--- EXTRAIT CHOISI ---
Les ravages du Xanax contrefait prennent de l’ampleur à Montréal, préviennent des experts

De plus en plus présent sur le marché noir, le Xanax, un médicament contre l’anxiété, menace de devenir la « prochaine crise sociale », craignent des intervenants travaillant en dépendance. Dans les rues, le Xanax fait déjà beaucoup de ravages : l’an dernier, les ambulanciers sont intervenus plus que jamais pour des signalements liés à cette substance, potentiellement mortelle.

« Tu arrêtes de vivre quand tu consommes ça, plus rien ne me dérangeait », raconte Éric Tremblay, qui a arrêté de consommer du Xanax il y a environ quatre ans. « Ça me faisait trop du bien », mais ce médicament est un couteau « à double tranchant », poursuit M. Tremblay. « Ça peut t’aider au moment où tu en as besoin, mais à la longue, ça crée une assez forte dépendance », prévient-il.

Entrées enregistrées
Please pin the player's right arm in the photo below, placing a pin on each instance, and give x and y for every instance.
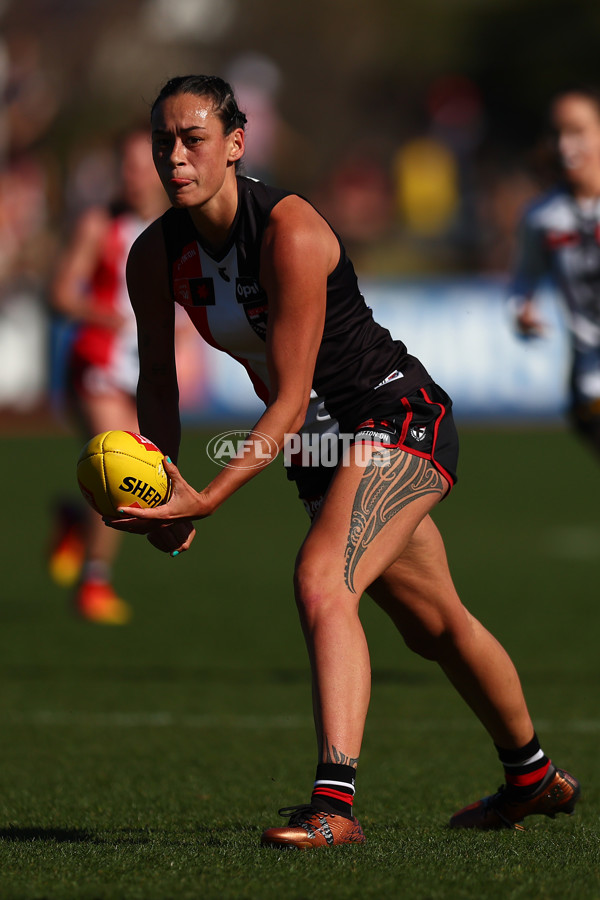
(154, 308)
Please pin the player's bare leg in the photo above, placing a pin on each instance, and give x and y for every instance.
(367, 519)
(418, 594)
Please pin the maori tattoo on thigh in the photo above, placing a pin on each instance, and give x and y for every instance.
(383, 491)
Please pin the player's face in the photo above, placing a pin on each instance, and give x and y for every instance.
(191, 153)
(577, 123)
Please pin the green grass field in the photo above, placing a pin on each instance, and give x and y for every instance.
(144, 761)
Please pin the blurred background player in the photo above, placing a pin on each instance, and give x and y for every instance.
(102, 366)
(560, 236)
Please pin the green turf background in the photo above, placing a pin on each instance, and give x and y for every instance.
(144, 761)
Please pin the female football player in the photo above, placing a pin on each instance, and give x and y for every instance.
(265, 278)
(89, 288)
(560, 236)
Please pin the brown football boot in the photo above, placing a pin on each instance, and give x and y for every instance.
(309, 828)
(558, 792)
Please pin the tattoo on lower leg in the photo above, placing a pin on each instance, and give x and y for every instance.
(383, 491)
(332, 754)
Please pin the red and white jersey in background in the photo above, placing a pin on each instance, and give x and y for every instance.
(112, 354)
(560, 237)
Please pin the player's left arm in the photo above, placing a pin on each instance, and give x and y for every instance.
(298, 253)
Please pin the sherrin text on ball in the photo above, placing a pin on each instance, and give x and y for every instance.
(121, 468)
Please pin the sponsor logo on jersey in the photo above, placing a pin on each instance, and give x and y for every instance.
(248, 289)
(418, 432)
(393, 376)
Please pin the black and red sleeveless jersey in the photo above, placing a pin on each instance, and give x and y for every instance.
(359, 370)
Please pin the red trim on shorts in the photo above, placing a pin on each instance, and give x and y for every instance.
(438, 420)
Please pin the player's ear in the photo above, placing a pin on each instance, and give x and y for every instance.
(236, 145)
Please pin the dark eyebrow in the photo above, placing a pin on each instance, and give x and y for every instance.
(183, 130)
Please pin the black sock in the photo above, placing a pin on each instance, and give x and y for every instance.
(333, 791)
(525, 768)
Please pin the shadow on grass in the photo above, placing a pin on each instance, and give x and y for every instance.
(32, 672)
(59, 835)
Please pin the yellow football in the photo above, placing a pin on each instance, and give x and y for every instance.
(120, 468)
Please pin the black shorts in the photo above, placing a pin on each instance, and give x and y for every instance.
(421, 423)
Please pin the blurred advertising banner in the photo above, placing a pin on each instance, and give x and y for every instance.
(461, 331)
(459, 328)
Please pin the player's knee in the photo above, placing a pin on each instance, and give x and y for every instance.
(425, 641)
(315, 591)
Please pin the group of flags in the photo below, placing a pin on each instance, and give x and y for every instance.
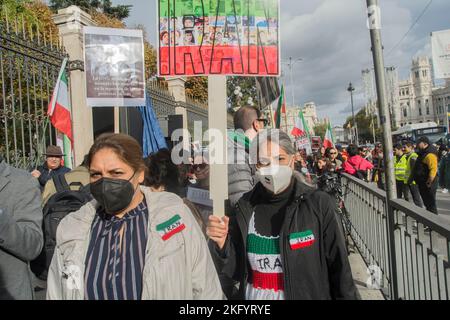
(300, 130)
(60, 117)
(59, 112)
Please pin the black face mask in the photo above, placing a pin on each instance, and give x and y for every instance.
(114, 195)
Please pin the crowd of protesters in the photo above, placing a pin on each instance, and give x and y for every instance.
(123, 227)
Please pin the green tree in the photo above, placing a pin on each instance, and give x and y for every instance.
(197, 88)
(247, 87)
(320, 129)
(119, 12)
(366, 124)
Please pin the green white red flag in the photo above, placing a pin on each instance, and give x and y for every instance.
(59, 106)
(301, 127)
(301, 240)
(280, 109)
(328, 141)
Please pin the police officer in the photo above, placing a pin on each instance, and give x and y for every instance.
(411, 157)
(400, 165)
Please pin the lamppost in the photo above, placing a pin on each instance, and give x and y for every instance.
(290, 63)
(351, 89)
(238, 93)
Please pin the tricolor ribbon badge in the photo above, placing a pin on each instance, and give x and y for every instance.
(171, 227)
(301, 240)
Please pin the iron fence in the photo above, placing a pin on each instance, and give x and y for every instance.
(410, 254)
(29, 66)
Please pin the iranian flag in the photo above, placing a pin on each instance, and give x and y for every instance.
(265, 261)
(301, 240)
(280, 109)
(171, 227)
(328, 141)
(301, 127)
(59, 106)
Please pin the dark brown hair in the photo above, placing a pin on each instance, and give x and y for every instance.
(124, 146)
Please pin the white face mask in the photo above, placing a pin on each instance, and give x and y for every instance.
(275, 178)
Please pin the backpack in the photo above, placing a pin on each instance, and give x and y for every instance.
(360, 174)
(58, 206)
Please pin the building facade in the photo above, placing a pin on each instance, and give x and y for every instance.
(441, 103)
(412, 100)
(309, 113)
(416, 95)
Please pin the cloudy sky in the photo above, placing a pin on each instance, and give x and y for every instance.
(332, 38)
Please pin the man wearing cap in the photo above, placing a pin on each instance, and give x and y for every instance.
(425, 173)
(52, 166)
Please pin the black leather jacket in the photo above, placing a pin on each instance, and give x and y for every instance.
(318, 272)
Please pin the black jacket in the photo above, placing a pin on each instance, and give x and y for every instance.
(421, 170)
(47, 174)
(319, 272)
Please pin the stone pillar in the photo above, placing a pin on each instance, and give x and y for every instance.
(177, 88)
(70, 22)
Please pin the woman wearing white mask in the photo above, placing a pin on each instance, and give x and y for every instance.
(282, 241)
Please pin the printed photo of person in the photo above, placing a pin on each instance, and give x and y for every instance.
(199, 34)
(262, 37)
(198, 11)
(188, 22)
(218, 38)
(233, 20)
(163, 24)
(262, 22)
(175, 37)
(248, 21)
(189, 38)
(273, 22)
(164, 38)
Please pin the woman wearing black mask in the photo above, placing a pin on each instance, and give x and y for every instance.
(282, 242)
(129, 243)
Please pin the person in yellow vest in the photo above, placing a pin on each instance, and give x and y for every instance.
(425, 173)
(411, 157)
(400, 164)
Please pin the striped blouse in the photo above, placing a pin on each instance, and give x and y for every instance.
(114, 267)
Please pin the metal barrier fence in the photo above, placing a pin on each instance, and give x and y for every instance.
(29, 66)
(409, 257)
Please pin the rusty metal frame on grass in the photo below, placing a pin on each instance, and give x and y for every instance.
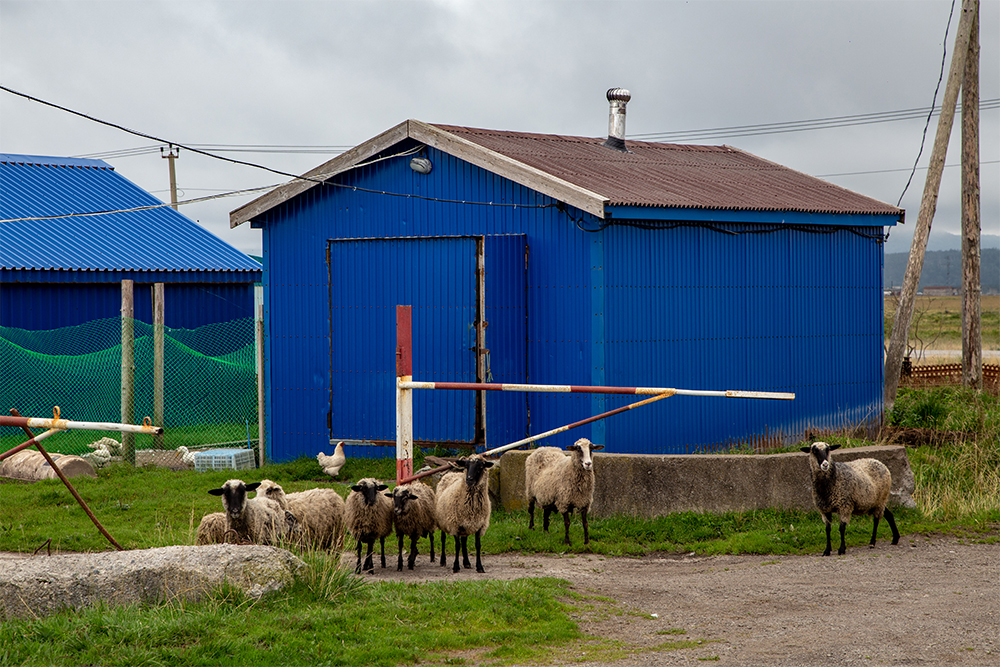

--- CONSIGNE ---
D'après l'article sur le Xanax contrefait à Montréal, il y a combien de temps environ qu'Éric Tremblay a cessé d'en consommer ? Le matériel n'intervient en rien ici.

--- RÉPONSE ---
Il a arrêté il y a environ quatre ans.